• Given text:
== == ==

# Fluval Edge Cherry Shrimp tank



## Blackheart (Jul 5, 2011)

I had abandoned my ideas to use a Fluval Edge as a planted tank for White Clouds Mountain Minnows, bought a 10 gallon, and decided to use that instead.

I had intended to sell the fluval, but i thought, i have it why not keep it and make some use out of it. red cherry shrimp sounded rather tempting.

could anyone give me tips on how to setup a low tech, low cost tank for these little guys?


----------



## FDNY911 (Dec 6, 2009)

Funny you mentioned the Fluval Edge. I just took the top off of mine and it looks like an ADA tank lol. Now it isn't so hard to scape. I think it looks so much better. 5 Razors and 15 minutes. 

As far as low cost. One bag of Fluval Shrimp Stratum should be good. Some driftwood or stone and lots of moss. Mid 70s is good for them. I am going to be using 2 Hampton Bay desk lamps for them till I get around to making a 3-5 LED fixture. The Hamptons are sold at Home Depot for like 20 each I think.


----------



## Optix (May 31, 2011)

moss wall carpet + j. fern or anubius + rocks = 0 maintenance tank


----------



## Geniusdudekiran (Dec 6, 2010)

FDNY911 said:


> Funny you mentioned the Fluval Edge. I just took the top off of mine and it looks like an ADA tank lol. Now it isn't so hard to scape. I think it looks so much better. 5 Razors and 15 minutes.


Post a pic! Post a pic! Pleeeeeez


----------



## FDNY911 (Dec 6, 2009)

This is it now, so far.

== == ==

• Dataset:
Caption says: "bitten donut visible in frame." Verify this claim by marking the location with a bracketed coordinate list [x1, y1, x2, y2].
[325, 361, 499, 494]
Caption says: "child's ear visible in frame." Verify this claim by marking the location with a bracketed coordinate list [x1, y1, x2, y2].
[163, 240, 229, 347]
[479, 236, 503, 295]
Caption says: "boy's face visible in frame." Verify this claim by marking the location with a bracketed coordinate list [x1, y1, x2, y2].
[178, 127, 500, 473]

== == ==

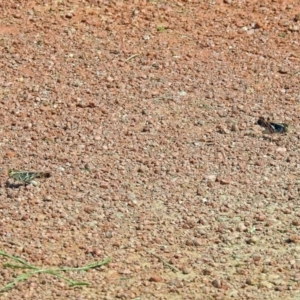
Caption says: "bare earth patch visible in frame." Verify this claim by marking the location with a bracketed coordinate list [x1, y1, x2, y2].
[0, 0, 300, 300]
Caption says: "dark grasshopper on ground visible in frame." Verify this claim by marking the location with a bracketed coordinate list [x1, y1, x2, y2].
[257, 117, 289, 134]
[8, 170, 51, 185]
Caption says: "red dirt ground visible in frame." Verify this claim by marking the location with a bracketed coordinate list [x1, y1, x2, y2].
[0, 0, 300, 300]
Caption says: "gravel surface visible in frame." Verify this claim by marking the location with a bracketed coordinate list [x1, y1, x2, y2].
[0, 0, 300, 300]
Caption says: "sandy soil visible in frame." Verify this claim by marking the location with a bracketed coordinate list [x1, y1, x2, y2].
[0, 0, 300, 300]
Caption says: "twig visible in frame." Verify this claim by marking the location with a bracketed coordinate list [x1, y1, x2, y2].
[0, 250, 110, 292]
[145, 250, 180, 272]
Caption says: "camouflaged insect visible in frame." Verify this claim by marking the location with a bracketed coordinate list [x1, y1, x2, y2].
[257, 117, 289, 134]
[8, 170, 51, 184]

== == ==

• Task directions:
Continue the forum thread above about setting up a Fluval Edge as a cherry shrimp tank, starting right after its last post.

• Response:
If you're really bored with the Edge, its really easy to take the top off. Plus the tank was built to be rimless, the edges are all beveled and extremely smooth. Glue comes right off with a razor. No chemicals either!


----------



## Geniusdudekiran (Dec 6, 2010)

Dude! That is BOSS!!!


----------



## FDNY911 (Dec 6, 2009)

No, whats boss is that you can find fluval edges for super cheap! 60 bucks sometimes, no shipping needed, boom, cheap rimless with quality.

Sorry for the thread jack OP.


----------



## raven_wilde (Jul 12, 2006)

I just set up an Edge that I'm going to use for shrimp- if you get the Fluval Shrimp Stratum get the bigger bag, you end up needing all of it if you want enough substrate to do something cool.


----------



## Piphobbit (Dec 2, 2010)

Wow, the fluval looks amazing topless! Very tempting to do with my own...! Would it be possible to glue the top back on in the future, you think?

As for Blackheart's original question, I'm facing the same sort of problem myself. Originally I had some java moss on driftwood with hornwort and some ludwigia, but now it's a totally overgrown monster! Any good short plants that won't grow crazy? I have decently high light.


----------



## Zac (Dec 16, 2010)

Awesome stuff Hector. May do that with mine now, lol.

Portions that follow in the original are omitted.